Work to do
List every person named in the dance review below.

Excerpted passage
········
With their impeccable ballet technique, combined with modern dance athletic strength and suppleness, and infused with vigorous high energy, range of individual expression, and collective passion, the company of COMPLEXIONS Contemporary Ballet wowed the audience in their debut performance at the Wallis Center for the Performing Arts.

Music provided the emotive vitality for the compelling choreography of Dwight Rhoden, who with Co-Artistic Director Desmond Richardson founded COMPLEXIONS in 1994. They offered us a very enjoyable, uplifting and appreciated evening of artistry in the two works on the 90-minute program.

Snatched Back (key figures on right – l-r) Khayr Muhamed, Jillian Davis, The Company; photo by Kevin Parry

“Snatched Back from The Edges” (2021) portrays the resilience of the human spirit and strength to create change in confronting the challenges and pain we face at many personal and societal levels — isolation, violence, and inequity. The varying configurations of dancers skillfully moved coordinated to the choreographic complexity as scenes seamlessly transitioned with the musical selections.
········
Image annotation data
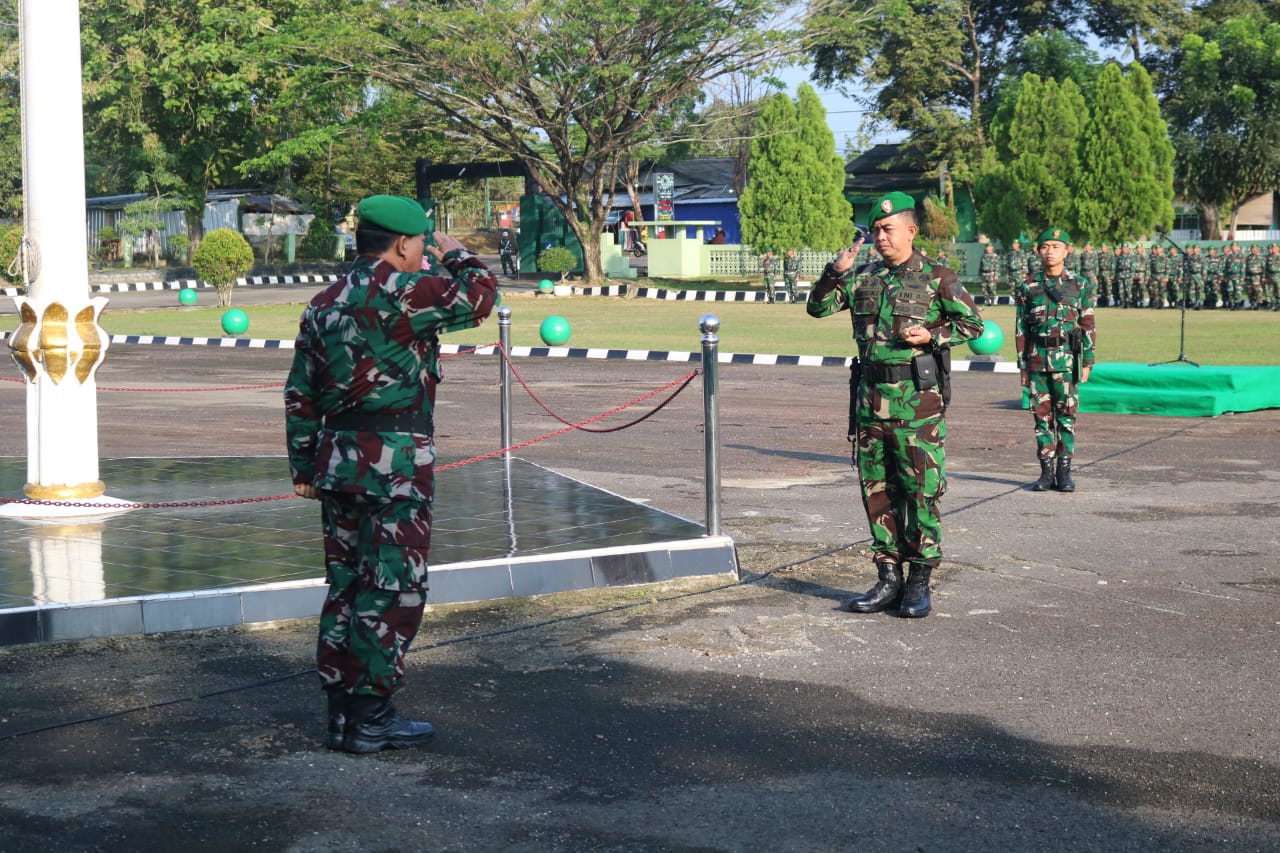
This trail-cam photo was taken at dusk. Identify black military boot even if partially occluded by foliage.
[342,695,435,753]
[897,562,933,619]
[1032,459,1055,492]
[1057,456,1075,492]
[840,561,902,613]
[324,685,351,749]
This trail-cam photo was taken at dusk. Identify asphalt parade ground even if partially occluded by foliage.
[0,281,1280,852]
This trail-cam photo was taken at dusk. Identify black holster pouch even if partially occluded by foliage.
[911,347,951,406]
[849,359,863,447]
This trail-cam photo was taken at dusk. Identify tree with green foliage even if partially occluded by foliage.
[805,0,1079,186]
[786,83,854,251]
[191,228,253,307]
[1164,10,1280,236]
[1076,63,1170,242]
[737,92,804,254]
[81,0,319,242]
[1009,74,1088,234]
[350,0,786,283]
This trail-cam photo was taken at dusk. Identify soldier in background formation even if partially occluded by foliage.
[978,235,1280,311]
[978,243,1000,305]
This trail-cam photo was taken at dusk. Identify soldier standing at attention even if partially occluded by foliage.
[978,243,1000,305]
[284,196,500,753]
[1222,243,1244,311]
[1267,243,1280,311]
[1014,228,1097,492]
[1244,243,1267,311]
[1080,243,1101,293]
[1204,246,1224,307]
[808,192,982,619]
[1005,240,1027,293]
[760,248,778,305]
[782,248,800,302]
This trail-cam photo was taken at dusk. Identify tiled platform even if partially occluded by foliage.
[0,457,737,646]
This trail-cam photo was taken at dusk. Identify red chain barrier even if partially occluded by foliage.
[498,347,700,434]
[0,343,500,394]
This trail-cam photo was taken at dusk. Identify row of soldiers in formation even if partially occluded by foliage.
[978,242,1280,311]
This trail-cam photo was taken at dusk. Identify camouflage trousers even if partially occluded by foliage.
[316,492,431,697]
[858,410,947,566]
[782,273,800,302]
[1028,373,1080,459]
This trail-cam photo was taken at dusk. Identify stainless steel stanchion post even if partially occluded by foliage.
[698,314,721,537]
[498,305,511,457]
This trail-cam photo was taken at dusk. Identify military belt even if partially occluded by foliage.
[863,362,915,386]
[324,411,435,435]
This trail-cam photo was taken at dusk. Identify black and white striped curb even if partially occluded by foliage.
[0,273,338,296]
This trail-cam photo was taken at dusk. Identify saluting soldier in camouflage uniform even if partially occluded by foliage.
[1005,240,1027,292]
[1116,245,1134,307]
[760,248,778,305]
[284,196,499,753]
[1014,228,1097,492]
[1181,246,1204,311]
[1204,246,1226,307]
[808,192,982,617]
[1267,243,1280,311]
[1222,243,1244,311]
[978,243,1000,305]
[1078,243,1100,293]
[782,248,800,302]
[1244,243,1267,311]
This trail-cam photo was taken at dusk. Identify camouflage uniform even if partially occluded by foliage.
[978,245,1000,305]
[1183,246,1206,311]
[808,251,982,566]
[782,248,800,302]
[1204,246,1225,307]
[1267,243,1280,311]
[1005,241,1027,292]
[1115,246,1134,307]
[1222,243,1244,311]
[1014,252,1097,479]
[1244,243,1267,310]
[284,251,499,697]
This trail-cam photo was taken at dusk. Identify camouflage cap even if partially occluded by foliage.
[867,192,915,225]
[1036,228,1071,248]
[356,196,428,237]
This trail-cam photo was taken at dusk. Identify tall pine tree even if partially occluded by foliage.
[1075,63,1155,242]
[1129,63,1174,234]
[1009,74,1088,234]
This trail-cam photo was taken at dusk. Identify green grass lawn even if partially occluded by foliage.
[0,295,1280,365]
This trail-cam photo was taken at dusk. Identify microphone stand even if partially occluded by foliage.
[1147,228,1199,368]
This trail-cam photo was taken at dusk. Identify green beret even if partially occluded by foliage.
[1036,228,1071,248]
[356,196,428,237]
[867,192,915,225]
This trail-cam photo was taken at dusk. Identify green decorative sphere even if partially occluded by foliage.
[969,320,1005,355]
[538,315,571,347]
[223,309,248,334]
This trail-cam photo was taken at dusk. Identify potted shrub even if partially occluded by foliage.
[191,228,253,307]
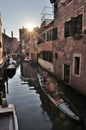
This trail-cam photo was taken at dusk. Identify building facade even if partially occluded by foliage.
[0,16,3,64]
[50,0,86,95]
[19,27,39,62]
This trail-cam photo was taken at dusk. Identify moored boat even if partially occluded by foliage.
[0,104,18,130]
[7,64,16,78]
[37,73,80,121]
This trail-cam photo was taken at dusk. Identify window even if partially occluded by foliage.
[0,42,1,48]
[52,28,57,40]
[64,21,72,37]
[47,30,51,41]
[73,55,81,76]
[64,14,82,37]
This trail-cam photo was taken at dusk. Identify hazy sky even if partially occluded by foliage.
[0,0,51,38]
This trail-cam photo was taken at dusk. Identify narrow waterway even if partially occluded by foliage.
[7,62,82,130]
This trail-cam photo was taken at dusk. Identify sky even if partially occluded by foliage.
[0,0,52,38]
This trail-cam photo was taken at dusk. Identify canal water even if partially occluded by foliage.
[7,62,83,130]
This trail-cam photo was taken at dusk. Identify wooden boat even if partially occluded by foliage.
[0,104,18,130]
[37,73,80,121]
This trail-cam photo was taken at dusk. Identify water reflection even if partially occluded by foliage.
[21,62,83,130]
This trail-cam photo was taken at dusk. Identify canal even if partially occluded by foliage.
[7,62,83,130]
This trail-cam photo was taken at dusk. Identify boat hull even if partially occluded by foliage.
[0,104,18,130]
[37,74,80,121]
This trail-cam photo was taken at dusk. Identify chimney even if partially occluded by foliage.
[11,31,13,38]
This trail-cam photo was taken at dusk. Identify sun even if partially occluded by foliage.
[27,24,35,32]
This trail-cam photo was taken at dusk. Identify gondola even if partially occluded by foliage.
[0,104,18,130]
[37,73,80,121]
[7,64,16,78]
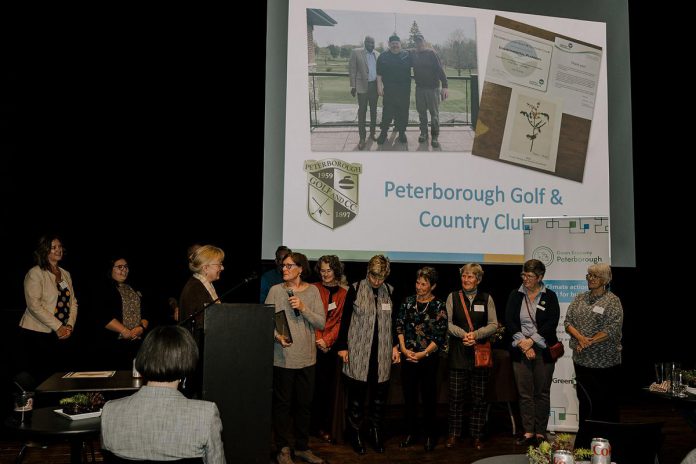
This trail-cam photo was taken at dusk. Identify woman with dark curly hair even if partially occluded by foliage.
[266,252,326,464]
[312,255,348,443]
[19,235,77,382]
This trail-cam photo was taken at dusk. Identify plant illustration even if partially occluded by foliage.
[520,102,549,151]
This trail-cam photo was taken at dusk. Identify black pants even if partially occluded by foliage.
[358,81,379,140]
[380,86,411,132]
[573,363,621,448]
[401,356,439,437]
[343,376,389,432]
[273,366,314,451]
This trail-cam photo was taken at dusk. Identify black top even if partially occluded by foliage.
[505,287,561,362]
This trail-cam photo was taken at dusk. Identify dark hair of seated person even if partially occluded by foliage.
[135,325,198,382]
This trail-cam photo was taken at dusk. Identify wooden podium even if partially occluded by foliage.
[203,304,275,464]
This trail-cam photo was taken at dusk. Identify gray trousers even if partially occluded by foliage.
[512,352,556,434]
[416,87,440,136]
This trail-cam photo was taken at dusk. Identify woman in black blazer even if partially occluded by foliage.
[505,259,561,446]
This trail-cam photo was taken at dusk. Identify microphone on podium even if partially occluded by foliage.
[287,288,300,317]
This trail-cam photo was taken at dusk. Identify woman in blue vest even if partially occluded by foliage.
[445,263,498,450]
[505,259,561,446]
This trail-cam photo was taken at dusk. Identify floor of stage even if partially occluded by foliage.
[0,394,696,464]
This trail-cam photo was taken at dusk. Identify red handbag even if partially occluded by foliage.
[459,292,493,367]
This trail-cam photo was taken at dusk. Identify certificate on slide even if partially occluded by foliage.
[472,16,602,182]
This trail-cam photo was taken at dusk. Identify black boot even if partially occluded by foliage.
[348,428,367,454]
[370,427,384,453]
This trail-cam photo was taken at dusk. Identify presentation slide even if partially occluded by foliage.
[264,0,632,263]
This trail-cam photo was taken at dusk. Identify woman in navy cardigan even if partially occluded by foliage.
[505,259,560,446]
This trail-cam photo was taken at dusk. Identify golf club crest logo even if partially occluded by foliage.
[304,159,362,230]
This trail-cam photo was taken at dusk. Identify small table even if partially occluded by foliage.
[472,454,529,464]
[5,406,101,464]
[36,371,143,393]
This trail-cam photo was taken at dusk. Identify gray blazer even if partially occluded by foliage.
[348,48,379,93]
[101,385,225,464]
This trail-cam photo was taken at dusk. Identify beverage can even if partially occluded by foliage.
[590,438,611,464]
[133,359,142,379]
[553,450,575,464]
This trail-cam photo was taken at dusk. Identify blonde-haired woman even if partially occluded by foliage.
[563,263,623,446]
[179,245,225,335]
[335,255,400,454]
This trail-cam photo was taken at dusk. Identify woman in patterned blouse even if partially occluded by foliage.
[396,266,447,451]
[102,258,149,369]
[564,263,623,446]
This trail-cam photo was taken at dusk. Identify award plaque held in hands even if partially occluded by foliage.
[275,310,292,343]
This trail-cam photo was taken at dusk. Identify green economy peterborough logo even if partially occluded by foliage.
[304,159,362,229]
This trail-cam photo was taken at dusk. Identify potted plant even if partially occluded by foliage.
[527,433,592,464]
[60,392,104,416]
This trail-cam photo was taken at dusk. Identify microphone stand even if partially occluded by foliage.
[177,272,258,329]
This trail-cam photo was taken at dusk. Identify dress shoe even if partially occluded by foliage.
[317,430,333,443]
[515,435,537,448]
[276,446,295,464]
[423,437,435,451]
[370,428,384,453]
[295,450,326,464]
[399,434,416,448]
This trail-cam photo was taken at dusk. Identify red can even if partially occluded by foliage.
[590,438,611,464]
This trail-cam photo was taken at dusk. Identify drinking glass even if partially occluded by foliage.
[14,391,34,423]
[655,363,666,385]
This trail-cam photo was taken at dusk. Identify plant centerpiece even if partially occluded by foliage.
[527,433,592,464]
[60,392,104,416]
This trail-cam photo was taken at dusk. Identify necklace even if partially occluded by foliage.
[416,298,433,314]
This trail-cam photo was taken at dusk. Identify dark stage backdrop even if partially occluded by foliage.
[0,2,693,424]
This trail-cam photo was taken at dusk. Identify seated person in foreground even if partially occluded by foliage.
[101,326,225,464]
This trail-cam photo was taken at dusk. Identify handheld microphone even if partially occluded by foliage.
[287,288,300,317]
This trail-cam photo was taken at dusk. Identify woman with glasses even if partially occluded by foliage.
[445,263,498,450]
[266,252,326,464]
[336,255,400,454]
[564,263,623,446]
[19,235,77,382]
[396,266,447,451]
[505,259,561,446]
[312,255,348,443]
[100,258,149,369]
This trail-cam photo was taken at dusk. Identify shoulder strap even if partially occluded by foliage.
[457,290,474,332]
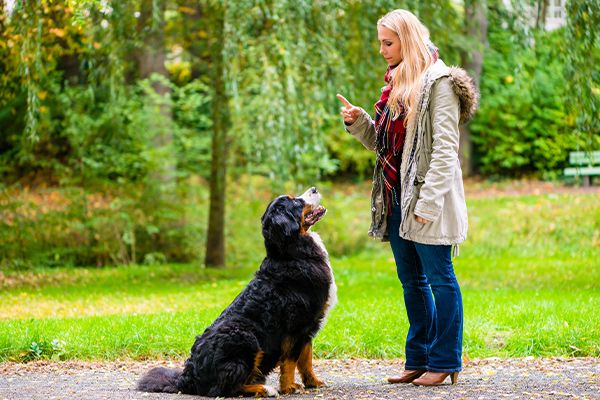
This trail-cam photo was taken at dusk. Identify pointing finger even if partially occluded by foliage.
[335,93,352,108]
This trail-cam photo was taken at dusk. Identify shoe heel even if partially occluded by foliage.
[450,372,458,385]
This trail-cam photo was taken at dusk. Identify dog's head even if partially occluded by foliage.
[262,187,327,254]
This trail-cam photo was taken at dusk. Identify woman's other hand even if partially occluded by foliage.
[336,93,362,125]
[415,215,431,225]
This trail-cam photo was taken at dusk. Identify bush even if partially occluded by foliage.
[0,184,205,269]
[471,21,577,177]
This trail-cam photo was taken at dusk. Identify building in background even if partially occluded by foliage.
[503,0,567,31]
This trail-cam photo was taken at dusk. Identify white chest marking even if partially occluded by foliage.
[310,232,337,328]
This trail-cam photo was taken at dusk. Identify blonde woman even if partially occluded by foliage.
[337,10,477,386]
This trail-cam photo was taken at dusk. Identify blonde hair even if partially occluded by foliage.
[377,9,434,126]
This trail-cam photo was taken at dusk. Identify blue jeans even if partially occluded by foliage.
[388,207,463,372]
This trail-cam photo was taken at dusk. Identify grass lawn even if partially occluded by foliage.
[0,187,600,361]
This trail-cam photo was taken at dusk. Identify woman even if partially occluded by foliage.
[338,10,477,386]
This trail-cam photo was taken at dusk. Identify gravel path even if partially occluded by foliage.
[0,357,600,400]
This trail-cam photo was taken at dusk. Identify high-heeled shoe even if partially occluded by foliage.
[412,371,458,386]
[388,369,427,383]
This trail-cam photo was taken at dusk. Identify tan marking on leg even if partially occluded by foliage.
[242,385,277,397]
[246,351,265,384]
[279,358,302,394]
[298,342,325,388]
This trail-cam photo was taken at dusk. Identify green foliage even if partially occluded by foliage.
[565,0,600,151]
[0,184,205,269]
[470,4,576,177]
[0,186,600,361]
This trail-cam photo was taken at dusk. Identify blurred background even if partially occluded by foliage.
[0,0,600,269]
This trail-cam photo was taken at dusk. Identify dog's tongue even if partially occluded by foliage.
[305,206,327,225]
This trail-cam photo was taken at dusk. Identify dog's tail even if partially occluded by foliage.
[137,367,183,393]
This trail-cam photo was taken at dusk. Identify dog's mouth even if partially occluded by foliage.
[304,205,327,226]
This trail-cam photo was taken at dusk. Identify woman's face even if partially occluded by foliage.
[377,26,402,65]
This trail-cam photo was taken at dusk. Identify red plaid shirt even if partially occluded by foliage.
[375,42,439,213]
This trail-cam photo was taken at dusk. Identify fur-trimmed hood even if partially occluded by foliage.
[423,60,479,124]
[448,67,479,124]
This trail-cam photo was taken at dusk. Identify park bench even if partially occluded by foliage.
[564,151,600,186]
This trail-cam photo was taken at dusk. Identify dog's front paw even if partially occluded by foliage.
[304,377,326,389]
[279,383,303,394]
[263,385,279,397]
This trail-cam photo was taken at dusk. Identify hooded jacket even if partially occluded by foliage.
[346,60,478,245]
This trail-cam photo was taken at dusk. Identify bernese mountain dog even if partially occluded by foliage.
[137,187,337,397]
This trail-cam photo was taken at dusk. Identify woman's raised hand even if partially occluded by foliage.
[335,93,362,125]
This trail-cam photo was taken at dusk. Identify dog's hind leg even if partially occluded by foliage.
[298,341,325,388]
[279,358,302,394]
[242,384,279,397]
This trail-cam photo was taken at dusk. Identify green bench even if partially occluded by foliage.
[565,151,600,186]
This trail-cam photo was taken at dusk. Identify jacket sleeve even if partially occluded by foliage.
[414,77,460,221]
[344,108,376,151]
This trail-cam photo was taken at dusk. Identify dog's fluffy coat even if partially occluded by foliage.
[138,188,336,397]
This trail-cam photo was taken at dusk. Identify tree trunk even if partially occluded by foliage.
[204,2,229,267]
[136,0,176,188]
[459,0,488,176]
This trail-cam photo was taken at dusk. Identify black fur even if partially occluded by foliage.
[138,196,333,397]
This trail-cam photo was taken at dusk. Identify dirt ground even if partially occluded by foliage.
[0,357,600,400]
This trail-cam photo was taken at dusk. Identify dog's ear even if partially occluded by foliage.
[263,210,300,243]
[262,196,300,255]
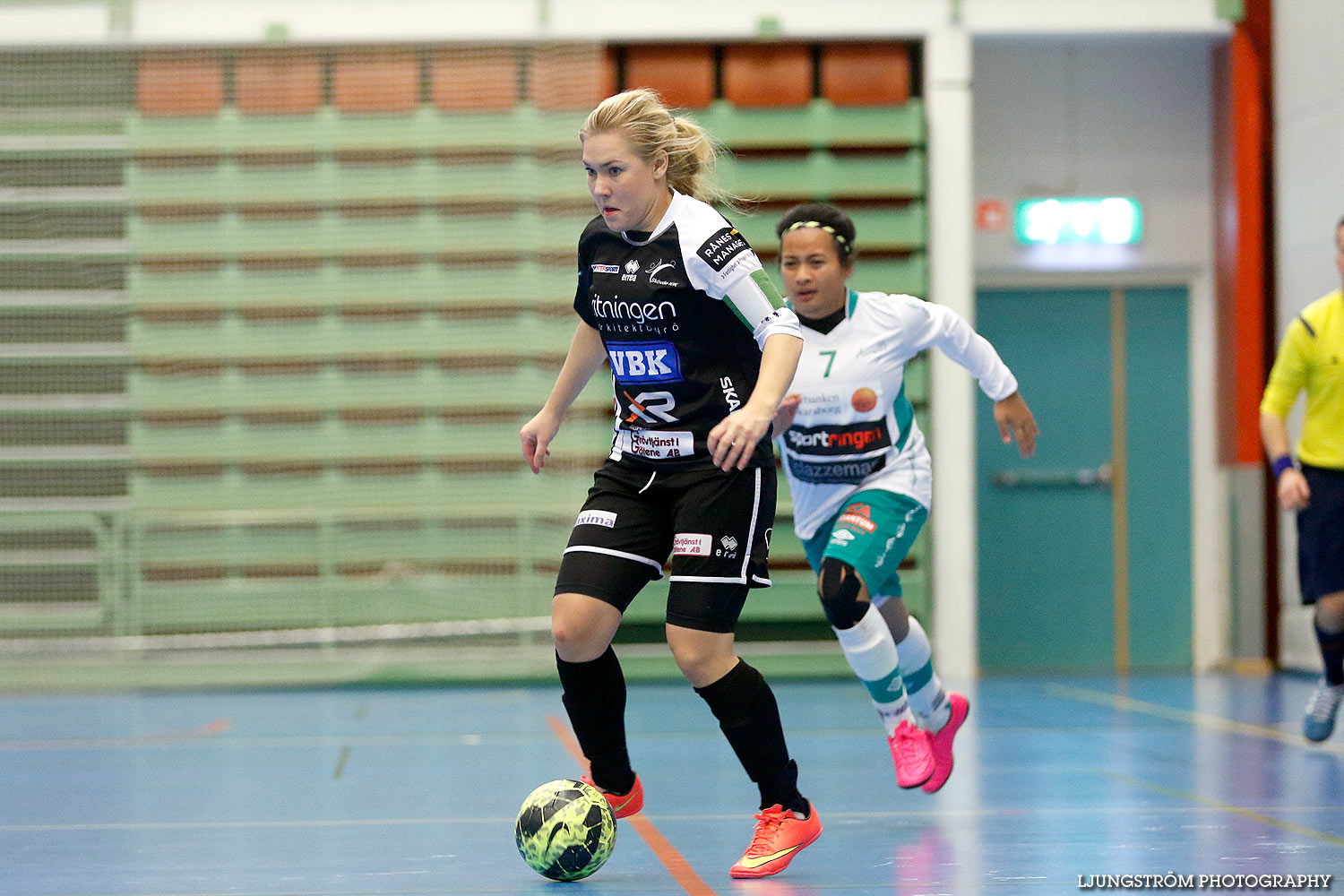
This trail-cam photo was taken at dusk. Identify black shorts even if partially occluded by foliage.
[556,461,776,632]
[1297,463,1344,603]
········
Answer to the problem
Dwight Rhoden, Desmond Richardson, Khayr Muhamed, Jillian Davis, Kevin Parry